Reading text:
########

Panegialios ( (Panegialios Gymnastics Club, referring to Aigialeia, a subprefecture covering the northeastern part of Achaea) is a football club based in Aigio, Greece. Panegialios has a long tradition in Greek football championships and has several appearances in the Greek Super League (former A' Ethniki), 2nd Division and 3rd Division. Additionally the team has reached twice the semi-finals of the Greek Cup competition. Panegialios is one of the most successful and popular teams in Achaea and Peloponnese.

History
The club was founded on 25 February 1927 in Egio by local selected community members. The man who inspired the idea of the formation of a football club in Egio was Zisimos Livas. Livas, a well-known architect, together with Nick Gardeniotis, C. Sakellaropoulos, Ir. Anastasopoulos, K. Eliopoulos, K. Liritzis, Chr. Papandianos, etc. have established Panegialios G.S. It is worth to mention that the effort for the formation of a football club in Egio had begun from Livas in 1924. Until 1927 Livas and the other co-founders have raised money in order to establish the club. Finally in February 1927 they submitted the statute foundation of the club to the local judicial authorities.

Nicknames 
Panegialios nickname since the late-1950s was Mavri Thiella (Black Storm). Also his players called Pasades tou Aigiou because they were very well paid for that era.

Greek cup 
Panegialios has a big tradition in Greek Cup and twice reached the semi finals, in 1959 and 1981. Both has lost the qualification in the final from Olympiacos Piraeus. Additionally the club has reached the quarter finals twice.

Crest and colours
Like most old football clubs, Panegialios did not initially have any badge displayed on their shirts. The club's crest depicts two wrestlers of Greco-Roman wrestling. It is quite unusual for a football club to have a crest that refers to wrestling but the explanation has to do with Panegialios founder, Zisimos Livas. Livas was a lover Greco-Roman wrestling and had been an athlete of wrestling in Panellinios G.S. So in 1954 after the death of Zisimos Livas, the President of the Club Sotirios Panagiotopoulos in order to honor him, has decided to adopt the club the two wrestlers as a crest.
The colours of the team are black and white since 1927.

Stadium
Panegialios home ground is Aeghio Municipal (formerly "National") Stadium which has two stands along the sides of the pitch. The stadium has two almost identical stands, with electronic projectors, a modern canteen as well as a café. The stadium was inaugurated on April 29, 1949. In this location the stadium was formerly a football stadium, with no stands and surrounding arenas and other infrastructure, which was the seat of Panegyalos since its foundation in 1927. In 1983, it was placed on turf and 2011 plastic coating on the arena that surrounds the pitch of the football field. The stadium also had two similar small petals that raised the capacity of over 11,000 spectators. The petals were demolished during its refurbishment in 1985 except for a small section double of the western platform.

########

Given data:
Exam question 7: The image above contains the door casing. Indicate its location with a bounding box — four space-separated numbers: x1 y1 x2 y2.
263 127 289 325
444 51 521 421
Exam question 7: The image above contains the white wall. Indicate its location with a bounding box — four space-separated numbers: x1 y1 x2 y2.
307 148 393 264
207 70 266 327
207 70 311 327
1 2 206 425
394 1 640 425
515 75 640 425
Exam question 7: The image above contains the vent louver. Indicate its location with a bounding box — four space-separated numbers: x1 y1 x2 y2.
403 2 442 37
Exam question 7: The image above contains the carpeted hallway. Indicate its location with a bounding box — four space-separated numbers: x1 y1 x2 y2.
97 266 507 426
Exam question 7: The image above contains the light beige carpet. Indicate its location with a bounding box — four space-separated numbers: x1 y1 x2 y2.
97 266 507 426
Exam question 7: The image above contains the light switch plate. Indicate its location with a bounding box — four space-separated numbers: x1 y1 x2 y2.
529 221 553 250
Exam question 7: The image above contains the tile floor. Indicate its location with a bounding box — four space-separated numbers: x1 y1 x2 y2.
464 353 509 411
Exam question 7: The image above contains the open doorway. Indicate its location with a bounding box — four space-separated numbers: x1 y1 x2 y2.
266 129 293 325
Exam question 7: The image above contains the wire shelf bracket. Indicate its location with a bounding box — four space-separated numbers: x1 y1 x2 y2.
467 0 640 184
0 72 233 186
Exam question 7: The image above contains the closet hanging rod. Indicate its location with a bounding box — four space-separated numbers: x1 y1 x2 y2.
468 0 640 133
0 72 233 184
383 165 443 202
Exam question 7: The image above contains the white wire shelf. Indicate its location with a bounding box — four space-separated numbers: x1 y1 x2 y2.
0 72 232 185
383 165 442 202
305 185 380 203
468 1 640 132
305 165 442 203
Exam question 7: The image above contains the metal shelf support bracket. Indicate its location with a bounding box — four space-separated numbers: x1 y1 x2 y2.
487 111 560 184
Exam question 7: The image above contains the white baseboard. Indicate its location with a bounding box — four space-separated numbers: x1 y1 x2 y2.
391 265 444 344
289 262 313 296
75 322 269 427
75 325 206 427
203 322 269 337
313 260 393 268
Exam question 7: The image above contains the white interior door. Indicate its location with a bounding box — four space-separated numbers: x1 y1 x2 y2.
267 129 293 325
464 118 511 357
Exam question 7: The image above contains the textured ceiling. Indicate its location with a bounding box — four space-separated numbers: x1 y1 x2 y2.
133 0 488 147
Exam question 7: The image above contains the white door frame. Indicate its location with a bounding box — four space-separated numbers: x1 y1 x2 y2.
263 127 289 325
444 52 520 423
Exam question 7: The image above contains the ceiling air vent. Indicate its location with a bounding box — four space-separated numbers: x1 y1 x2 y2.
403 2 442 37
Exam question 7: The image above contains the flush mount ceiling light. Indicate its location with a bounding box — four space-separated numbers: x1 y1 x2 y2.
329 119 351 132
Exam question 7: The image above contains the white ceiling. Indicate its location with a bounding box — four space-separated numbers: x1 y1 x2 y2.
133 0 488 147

########

Parts of the exercise:
**1)** According to the football club text, on what date was the club founded?
**2)** Say whether each statement agrees with the football club text, answering yes or no and quoting the deciding words: (a) The team's colors have been black and white since 1927. (b) The club's crest shows two wrestlers. (c) The stadium was inaugurated in 1927.
**3)** Print the part of the football club text that opens with the words containing "Crest and colours" and closes with "white since 1927.".
The lines above are separate material, unrelated to the football club text.

Responses:
**1)** 25 February 1927.

**2)**
(a) Yes: "The colours of the team are black and white since 1927."
(b) Yes: "The club's crest depicts two wrestlers of Greco-Roman wrestling."
(c) No: "The stadium was inaugurated on April 29, 1949."

**3)**
Crest and colours
Like most old football clubs, Panegialios did not initially have any badge displayed on their shirts. The club's crest depicts two wrestlers of Greco-Roman wrestling. It is quite unusual for a football club to have a crest that refers to wrestling but the explanation has to do with Panegialios founder, Zisimos Livas. Livas was a lover Greco-Roman wrestling and had been an athlete of wrestling in Panellinios G.S. So in 1954 after the death of Zisimos Livas, the President of the Club Sotirios Panagiotopoulos in order to honor him, has decided to adopt the club the two wrestlers as a crest.
The colours of the team are black and white since 1927.